_QUÉ SE PIDE:_ Retoma el pasaje sobre la crítica ilustrada a la influencia de la comunidad y continúalo a partir de su última oración.

En relación a esta cuestión, los ilustrados denunciarán como liberticida, e incluso oscurantista, la influencia que, no solo la religiosidad, sino la propia comunidad ejerce sobre sus miembros. Recordemos la famosa teoría de Rousseau de que es la sociedad quien pervierte al individuo. Y no olvidemos que tal cosa no está dicha en el contexto de la actual cibersociedad panóptica y de pensamiento único, sino en una época en la que la inmensa mayoría de las personas vivían en la ruralidad, en un sistema político poco centralizado y bien lejos de focos de adoctrinamiento, excepción hecha de los púlpitos.

_Entradas guardadas:_
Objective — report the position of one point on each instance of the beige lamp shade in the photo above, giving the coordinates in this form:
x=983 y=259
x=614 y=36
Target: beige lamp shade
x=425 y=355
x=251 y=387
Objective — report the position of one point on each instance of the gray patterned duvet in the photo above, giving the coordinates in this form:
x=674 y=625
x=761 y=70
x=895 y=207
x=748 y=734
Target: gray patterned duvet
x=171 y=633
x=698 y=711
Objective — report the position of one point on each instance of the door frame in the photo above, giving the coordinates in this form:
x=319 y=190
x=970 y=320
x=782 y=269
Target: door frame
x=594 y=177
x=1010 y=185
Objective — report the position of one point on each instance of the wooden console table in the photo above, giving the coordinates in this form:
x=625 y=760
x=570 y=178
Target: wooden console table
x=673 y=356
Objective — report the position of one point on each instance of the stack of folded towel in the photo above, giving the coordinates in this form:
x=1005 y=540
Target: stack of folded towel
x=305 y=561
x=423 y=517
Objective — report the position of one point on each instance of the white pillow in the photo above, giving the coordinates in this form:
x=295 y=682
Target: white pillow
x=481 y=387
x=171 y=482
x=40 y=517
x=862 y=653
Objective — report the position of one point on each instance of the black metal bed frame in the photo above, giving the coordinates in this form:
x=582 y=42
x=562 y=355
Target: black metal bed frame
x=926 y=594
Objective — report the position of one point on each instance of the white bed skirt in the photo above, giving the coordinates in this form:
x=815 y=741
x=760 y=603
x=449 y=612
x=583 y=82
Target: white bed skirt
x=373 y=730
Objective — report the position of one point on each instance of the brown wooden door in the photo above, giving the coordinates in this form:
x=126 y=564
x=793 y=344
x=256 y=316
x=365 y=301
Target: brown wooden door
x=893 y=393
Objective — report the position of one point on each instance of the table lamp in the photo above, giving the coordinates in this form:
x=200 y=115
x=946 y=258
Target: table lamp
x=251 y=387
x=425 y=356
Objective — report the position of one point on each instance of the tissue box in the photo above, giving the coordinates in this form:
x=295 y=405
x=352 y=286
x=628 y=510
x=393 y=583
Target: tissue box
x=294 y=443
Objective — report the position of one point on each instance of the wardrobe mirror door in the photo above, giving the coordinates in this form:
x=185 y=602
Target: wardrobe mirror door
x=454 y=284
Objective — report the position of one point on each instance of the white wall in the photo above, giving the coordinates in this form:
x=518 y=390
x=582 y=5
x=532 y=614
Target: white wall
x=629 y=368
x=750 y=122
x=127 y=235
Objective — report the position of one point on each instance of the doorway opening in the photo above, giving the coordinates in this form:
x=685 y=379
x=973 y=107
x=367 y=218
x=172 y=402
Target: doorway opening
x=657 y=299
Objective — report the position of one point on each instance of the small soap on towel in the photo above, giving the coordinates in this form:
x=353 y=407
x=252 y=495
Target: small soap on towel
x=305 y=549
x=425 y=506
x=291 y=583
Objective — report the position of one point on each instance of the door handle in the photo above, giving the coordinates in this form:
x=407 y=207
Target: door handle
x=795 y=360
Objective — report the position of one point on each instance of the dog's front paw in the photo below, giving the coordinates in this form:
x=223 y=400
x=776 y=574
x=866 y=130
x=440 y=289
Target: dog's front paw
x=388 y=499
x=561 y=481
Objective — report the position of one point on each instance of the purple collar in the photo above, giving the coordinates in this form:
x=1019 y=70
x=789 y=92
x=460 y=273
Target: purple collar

_RESULTADO OBTENIDO:_
La sociedad pre-ilustrada, como se dice, se apoyaba en vínculos comunitarios de entidad. Distinguiendo lugares y épocas, era determinante la pertenencia a la familia extensa, al clan o al municipio. Sin llegar a los niveles de interdependencia que suceden, incluso hoy, en otras sociedades no europeas que desconocen prácticamente la propiedad privada y en las que ningún individuo entiende ningún tipo de realización personal al margen del proyecto colectivo, el sentimiento de ligazón con la propia comunidad —y no con constructos posteriores como, por ejemplo, la nación— era muy importante. El movimiento ilustrado será crítico con ese estado de cosas, el cual comprenderá como obstáculo para el libre y correcto desarrollo de las facultades del individuo y, por ende, para el progreso social. Al comunalismo se le opondrá, por ejemplo, el cosmopolitismo (2). Creo que no es difícil adivinar el desarrollo que tuvo la plasmación en la realidad de estas ideas y cómo se llegó a su epígono actual: el american way of life y «el hombre hecho a sí mismo».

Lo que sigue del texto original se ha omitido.